> _分析文本_
::::::::::
势利是一种健康冲动的患病孪生兄弟。这种疾病的性质,有许多定
义方式。你可以说,这是正常的,在横轴上画出你在家人、朋友和社会
中的位置,但势利之人还想象了一条有等级刻度的纵轴为自己定位。或
者,换一种方式。阿兰·德·波顿在其新书《身份的焦虑》中,将现代势
利定义为一种“提喻”,这个语法术语指的是以部分代表整体。工作就是
一个例子。当某人开场介绍自己是律师、护士、店员或小提琴手,势利
之人会立刻在他想象的等级结构中进行定位,不会去发掘更多关于此人
的品格或经验。在势利之人的心灵中,护士属于一个范畴,下面没有任
何区分;因此,在他眼中,无论是弗罗伦斯·南丁格尔,还是一个不讲
卫生、偷窃成性的助理护士,都没有区别。甚至,用来代替整体的部
分,都没有工作这样具体。比如,这个部分,可能是耳毛、山羊胡或英
格兰中部地区口音(所以,如果有势利之人用这三点来判断做人的标
志,那么,莎士比亚无一符合,就要出局)。
相比于以上定义方式,我宁愿认为,势利是一种散光现象或聚焦缺
陷。我们往往顾名思义,认为势利之人就很愚蠢,但这并不必然正确,
正如接下来的小说人物可以为证。事实上,势利之人可能会有洞见,有
学识;他们可能非常好奇,知道他者大量的信息;但是,他们不能聚焦
在真正重要的东西,比如,他们能看见你前面小树林的形状,但看不到
你前面一棵树的树皮纹理,这意味着势利之人容易犯下灾难性的误判。
尽管那样的错误在第一次犯下时可能只是一场喜剧,让势利之人觉得丢
了面子,但这些错误的后果也可能伤人:它们甚至会毁灭人生。
优秀的小说家知道利用势利这种心态的悖论。我想,很少人会不同
意,查尔斯·狄更斯和简·奥斯汀是十九世纪两个最伟大的英国小说家;
我认为有趣的是,《伟大前程》和《爱玛》(许多人认为《爱玛》是最
完美的小说)核心人物都是势利之人。皮普与爱玛误解自我和他人的方
式,使得他们的作者不仅可以描绘出他们伦理教育之旅,时而喜剧,时
而尴尬,时而感人,而且可以为他们生活其间的社会呈现一幅细致入微
的图景。主要人物这种明亮但时而错误的视野使得其作者可以为这副社
会图景增加额外的肌理。肯特郡沼泽地那个守法的值得尊重的世界,那
个犯罪和堕落共存的世界,皮普对其间的区别不太理解,变得似乎更加
真实,更加相互交叠。《爱玛》中那个复杂的海布利社会,部分是等级
社会,部分是伦理社会,在我们看来更加清晰,因为主人公爱玛作为其
中的代表,反射回来,就像一场盲人的推搡游戏中的那个“他者”。
::::::::::
> _所给材料_
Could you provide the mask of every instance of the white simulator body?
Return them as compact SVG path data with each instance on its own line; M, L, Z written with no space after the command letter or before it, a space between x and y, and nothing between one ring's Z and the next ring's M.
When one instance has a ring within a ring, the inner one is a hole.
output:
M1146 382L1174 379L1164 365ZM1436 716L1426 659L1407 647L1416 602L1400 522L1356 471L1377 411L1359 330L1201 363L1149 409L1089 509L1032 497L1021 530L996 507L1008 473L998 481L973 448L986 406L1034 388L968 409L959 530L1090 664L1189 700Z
::::::::::
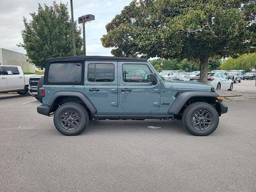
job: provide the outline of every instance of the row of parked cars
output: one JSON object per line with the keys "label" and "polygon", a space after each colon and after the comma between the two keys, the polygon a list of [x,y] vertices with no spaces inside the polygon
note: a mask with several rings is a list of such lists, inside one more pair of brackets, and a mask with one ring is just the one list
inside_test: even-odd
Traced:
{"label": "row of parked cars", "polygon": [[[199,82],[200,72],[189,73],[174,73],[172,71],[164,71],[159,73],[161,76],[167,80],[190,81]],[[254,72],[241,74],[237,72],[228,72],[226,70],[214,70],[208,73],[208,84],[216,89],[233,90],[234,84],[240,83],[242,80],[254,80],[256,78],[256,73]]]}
::::::::::
> _工作任务 1_
照录谈势利的文字中从“势利是一种健康冲动的患病孪生兄弟。这种疾病的性质,有许多定”到“志,那么,莎士比亚无一符合,就要出局)。”之间的内容,首尾两处均包括在内。
> _工作任务 2_
请接着谈势利的文字的最后一句往下续写。

> _练习答案 1_
势利是一种健康冲动的患病孪生兄弟。这种疾病的性质,有许多定
义方式。你可以说,这是正常的,在横轴上画出你在家人、朋友和社会
中的位置,但势利之人还想象了一条有等级刻度的纵轴为自己定位。或
者,换一种方式。阿兰·德·波顿在其新书《身份的焦虑》中,将现代势
利定义为一种“提喻”,这个语法术语指的是以部分代表整体。工作就是
一个例子。当某人开场介绍自己是律师、护士、店员或小提琴手,势利
之人会立刻在他想象的等级结构中进行定位,不会去发掘更多关于此人
的品格或经验。在势利之人的心灵中,护士属于一个范畴,下面没有任
何区分;因此,在他眼中,无论是弗罗伦斯·南丁格尔,还是一个不讲
卫生、偷窃成性的助理护士,都没有区别。甚至,用来代替整体的部
分,都没有工作这样具体。比如,这个部分,可能是耳毛、山羊胡或英
格兰中部地区口音(所以,如果有势利之人用这三点来判断做人的标
志,那么,莎士比亚无一符合,就要出局)。

> _练习答案 2_
其他人物也是一样。他们的生活同样受到影响。乔·葛吉瑞继续活
在我们的心目中,不是因为他的个人品质(尽管他的个人品质不凡),
而是因为这种方式,皮普的理解力的准星不可靠,他时而被照亮,时而
被遮蔽,有时受重视,有时遭背叛。爱玛迟迟拒绝看清摆在面前的东
西,急得奈特利先生差点儿下跪。正是这种羞辱的痛苦状态,奈特利先
生才完成了自己的情感教育。

正如你会看到,这离“贵族义务”差了十万八千里。在《贵族义务》
这本奇特的散文集中,伊夫林·沃和南希·米德福德讨论过英国上流社会
指代“餐巾纸”时该说“napkin”还是“serviette”,诚然,这样的文章幽默好
笑,但说到底还是很蠢。在优秀的小说家手里,势利可能比这有趣得
多,花样也更多。《小人物日记》中的普特尔先生就是典型的势利之
人,因为他的眼光有缺陷。他好不容易爬到受人尊重的地位,急于抓住
这个位置不放,对臆想出的轻贱和威胁超级敏感,结果看不到一个简单
但压倒一切的事实:他是快乐的。那种缺陷是潜在的悲剧领域,但对于
我们,幸运的是,乔治·格罗史密斯是为幽默杂志《潘趣》写作,想要
一个快乐的结尾,所以他允许普特尔修正眼光,最终他去掉了翳障,看
清了真相。
然而,简·布罗迪却没有得到机会,抵达任何类型的自我认知;事
实上,她甚至没有找到究竟哪个女孩“出卖”了她。尽管她的势利是文化
上的势利,但这是极不诚实的性格之症状。不像爱玛或普特尔,她没有
眼光,却自得其乐,她遭到作者粗暴对待也算咎由自取,至少是在这场
宗教阴谋中。这场阴谋像爱丁堡的细雨一样笼罩在书里。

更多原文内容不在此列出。